### Problème court
Pourriez-vous rédiger la suite du texte à lire sur la médiocrité et la sottise, en commençant juste après sa dernière phrase ?

### Texte à lire

-------

J'aime la médiocrité. Conspuée par l'ensemble des hommes, la médiocrité est un refuge à portée de main, d'esprit. A portée d'homme.

A ma portée.

La médiocrité ne m'effraie point, au contraire. Je la recherche, la cultive, la savoure comme du pain jeté à terre. Les sots la fuient comme la peste. Les médiocres du monde entier eux-mêmes feignent de la mépriser. Pourtant la médiocrité n'est-elle pas le ciment universel de l'humanité ? Tous les hommes de bonne volonté devraient se reconnaître à travers la médiocrité au lieu de se jurer mutuellement de n'être pas liés entre eux par cette caractéristique fraternelle... Hélas ! La médiocrité est le patrimoine humain le plus décrié, l'héritage universel le moins apprécié...

Entretenir la médiocrité est l'apanage des penseurs modestes proches des vérités quotidiennes, débarrassés du poison commun de l'orgueil. C'est surtout une manière de briller autrement. Les beaux esprits aiment leur médiocrité. Luxe des belles gens, la médiocrité revendiquée, affichée, portée aux nues est une gifle hautaine assénée à tous les petits coqs infatués de leur plumage crotté qui clament sans crainte du ridicule n'être point médiocre, ne pas l'aimer, la fuir...

La médiocrité protège souverainement ses adeptes des fausses certitudes. Elle les préserve de bien des tempêtes, certes éclatantes mais inconfortables. La médiocrité est un fauteuil percé dans lequel aiment à se laisser bercer les gens persuadés d'être à leur place.

Je suis un médiocre convaincu : je dîne au rabais, me contente des petites pluies passagères, pioche au hasard de la vie, prends garde à mes pieds pour économiser mes semelles, fais les choses à moitié de peur d'aller trop loin, suis mitigé dans mes avis les plus manichéens, tiède avec mes ennemis, partagé entre coeur et raison. Je suis tellement à mon aise dans ma médiocrité que non seulement je ne sens nullement le besoin d'aller voir ailleurs mais en plus, fierté des âmes humbles (beaux esprits par définition), j'éprouve le besoin de communiquer à la terre entière mon bonheur d'être médiocre.

Raphaël Zacharie de Izarra

PROCES DE L'INTELLIGENCE EN TROIS TEXTES

1 - Défense de la sottise

La sottise est le dernier rempart efficace contre la suprématie inique des beaux esprits qui ne gagnent leur cause qu'avec la lâche, fourbe, insidieuse subtilité de leur pensée.

-------

### Extrait de données
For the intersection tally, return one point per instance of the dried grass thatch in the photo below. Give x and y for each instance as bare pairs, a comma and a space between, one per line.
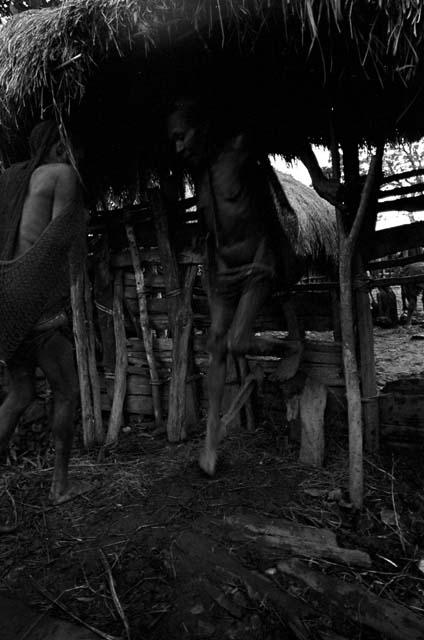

-------

### Réponse ci-dessous
L'intelligence est torve, sinueuse, secrète. La sottise est franche, directe, claire. L'intelligence aime les énigmes, se complaît dans le mystère, se masque avec éclat. La sottise méprise l'obscurité, fuit l'hermétisme, se dévoile sans ambages. La sottise n'a rien à cacher, rien à prouver, rien à vendre, tout à perdre. Donc rien à gagner. L'intelligence caresse, séduit, convainc avec des fioritures de langage. La sottise cogne. Elle n'use d'aussi vains détours indignes de tout bon sot qui se respecte.

Le sot aime les carottes, les navets et les soupes chaudes. Le bel esprit ne se préoccupe que d'affaires qui ne se mangent pas. Et qui vient se plaindre de crever de faim quand vient la bise ? Le sot ne porte pas le regard plus loin que son sillon. Le bel esprit le raille. Et qui vient crier famine l'hiver venu ? Le sot n'argumente pas, il frappe. En cela les faits lui donnent toujours raison, la loi en vigueur ici-bas étant celle du plus fort.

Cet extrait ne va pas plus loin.